Dataset ->
start

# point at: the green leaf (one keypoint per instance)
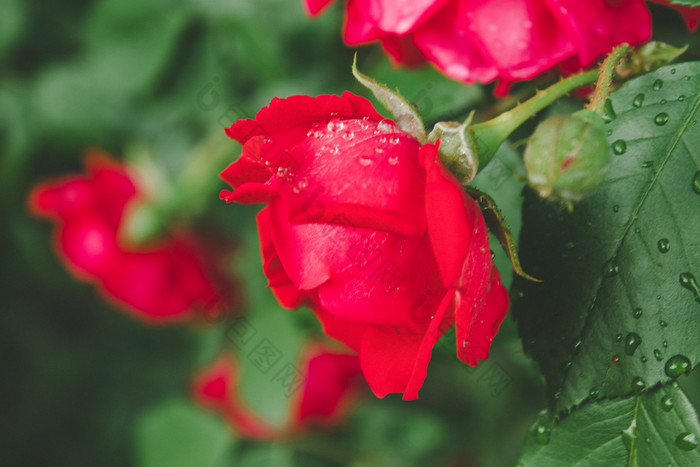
(653, 429)
(405, 114)
(176, 433)
(612, 308)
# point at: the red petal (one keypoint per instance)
(596, 26)
(396, 360)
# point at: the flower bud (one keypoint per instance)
(568, 156)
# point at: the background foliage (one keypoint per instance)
(86, 384)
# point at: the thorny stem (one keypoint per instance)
(607, 71)
(490, 134)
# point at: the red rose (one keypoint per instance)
(162, 282)
(479, 41)
(329, 385)
(366, 226)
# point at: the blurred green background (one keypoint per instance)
(86, 384)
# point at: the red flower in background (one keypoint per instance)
(479, 41)
(331, 384)
(367, 227)
(167, 281)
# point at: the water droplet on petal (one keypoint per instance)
(619, 147)
(365, 161)
(677, 365)
(632, 341)
(386, 126)
(661, 119)
(335, 125)
(688, 281)
(686, 441)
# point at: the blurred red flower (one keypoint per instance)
(330, 385)
(170, 280)
(480, 41)
(367, 227)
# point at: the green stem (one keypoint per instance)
(492, 133)
(607, 71)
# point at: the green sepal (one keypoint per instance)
(498, 226)
(404, 113)
(647, 58)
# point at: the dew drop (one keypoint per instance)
(610, 269)
(619, 147)
(686, 441)
(632, 341)
(667, 403)
(608, 113)
(365, 161)
(638, 100)
(542, 433)
(386, 126)
(696, 182)
(677, 365)
(638, 384)
(335, 125)
(661, 119)
(688, 281)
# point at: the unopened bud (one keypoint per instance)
(568, 156)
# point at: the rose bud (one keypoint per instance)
(568, 156)
(366, 227)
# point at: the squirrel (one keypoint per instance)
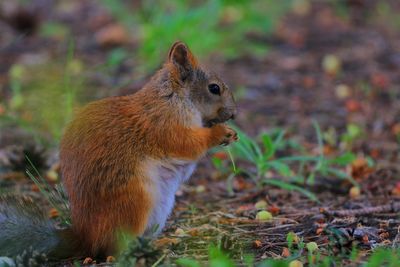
(123, 158)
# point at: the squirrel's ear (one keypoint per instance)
(183, 59)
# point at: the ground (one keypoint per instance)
(323, 69)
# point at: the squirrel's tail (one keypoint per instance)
(23, 224)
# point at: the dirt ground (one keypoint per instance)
(288, 88)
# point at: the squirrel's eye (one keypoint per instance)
(214, 89)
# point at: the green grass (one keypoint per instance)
(206, 28)
(259, 160)
(379, 257)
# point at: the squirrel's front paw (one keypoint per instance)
(224, 134)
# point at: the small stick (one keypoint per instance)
(392, 207)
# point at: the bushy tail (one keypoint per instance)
(23, 224)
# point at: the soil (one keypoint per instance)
(287, 88)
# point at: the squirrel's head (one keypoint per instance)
(204, 89)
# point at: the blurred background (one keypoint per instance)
(316, 78)
(286, 60)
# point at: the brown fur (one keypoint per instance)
(104, 147)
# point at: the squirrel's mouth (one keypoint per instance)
(212, 122)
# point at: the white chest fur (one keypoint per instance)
(166, 177)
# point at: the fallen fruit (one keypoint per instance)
(312, 246)
(260, 205)
(331, 64)
(354, 192)
(264, 216)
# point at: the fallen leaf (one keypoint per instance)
(285, 252)
(166, 242)
(380, 80)
(257, 244)
(53, 213)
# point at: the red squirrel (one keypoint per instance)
(123, 159)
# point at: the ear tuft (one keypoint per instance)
(181, 57)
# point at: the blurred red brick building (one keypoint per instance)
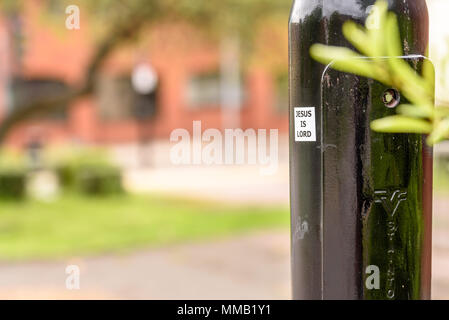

end

Task description -> Locate every line in the data above that contains the word "background", and copy each such line in full.

Task solution ->
# point at: the background foliage (one keypoint per instance)
# point at: the blurred green background (one keypoint per instance)
# point at: the red flower in background (one keypoint per instance)
# point at: the blurred background (one keypoint per instance)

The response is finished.